What the exercise asks: An exact transcript is required of the lines below, from the one containing "# output is" through the very last; leave every picture out of it.

Natural language region descriptions:
● ● ● ● ●

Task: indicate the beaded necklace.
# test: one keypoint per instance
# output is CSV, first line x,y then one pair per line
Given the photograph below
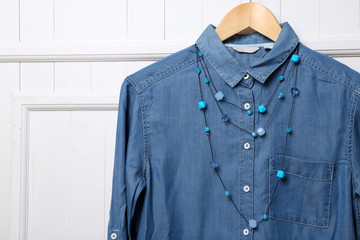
x,y
262,108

● ● ● ● ●

Task result:
# output is CSV, first line x,y then one pair per line
Given the photograph below
x,y
262,108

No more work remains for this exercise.